_SHORT PROBLEM_
Pick out every line in the items below that contains the word "upper", and copy each one. Treat case as significant.

_RECORD EXCERPTS_
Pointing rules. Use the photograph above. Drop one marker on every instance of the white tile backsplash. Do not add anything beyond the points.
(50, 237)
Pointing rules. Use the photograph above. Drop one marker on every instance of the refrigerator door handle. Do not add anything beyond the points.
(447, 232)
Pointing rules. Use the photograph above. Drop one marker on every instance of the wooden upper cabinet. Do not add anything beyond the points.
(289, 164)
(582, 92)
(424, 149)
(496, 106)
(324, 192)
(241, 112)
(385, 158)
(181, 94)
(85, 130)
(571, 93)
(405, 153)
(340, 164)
---
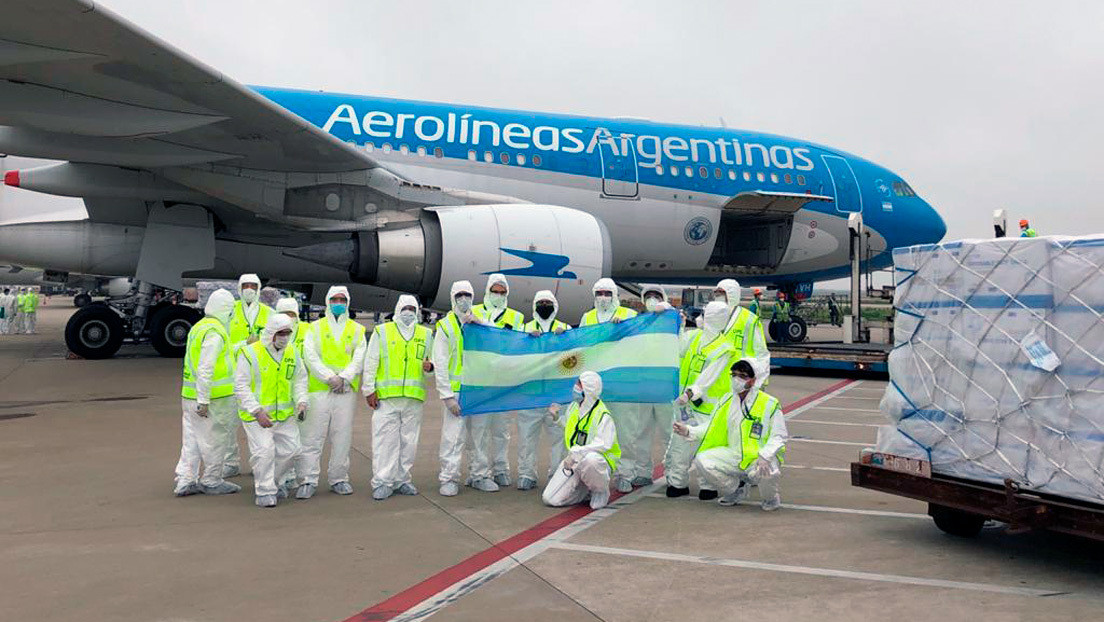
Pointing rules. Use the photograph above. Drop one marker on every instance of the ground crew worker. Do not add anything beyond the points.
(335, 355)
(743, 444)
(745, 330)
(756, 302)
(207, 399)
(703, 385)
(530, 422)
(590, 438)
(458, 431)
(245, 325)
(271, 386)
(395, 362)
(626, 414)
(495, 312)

_CORRECT OUTPUT_
Pointing rules. Use the photograph above. Drop one marker on every instance of the wooden upper cabinet. Do not add anything beyond the points.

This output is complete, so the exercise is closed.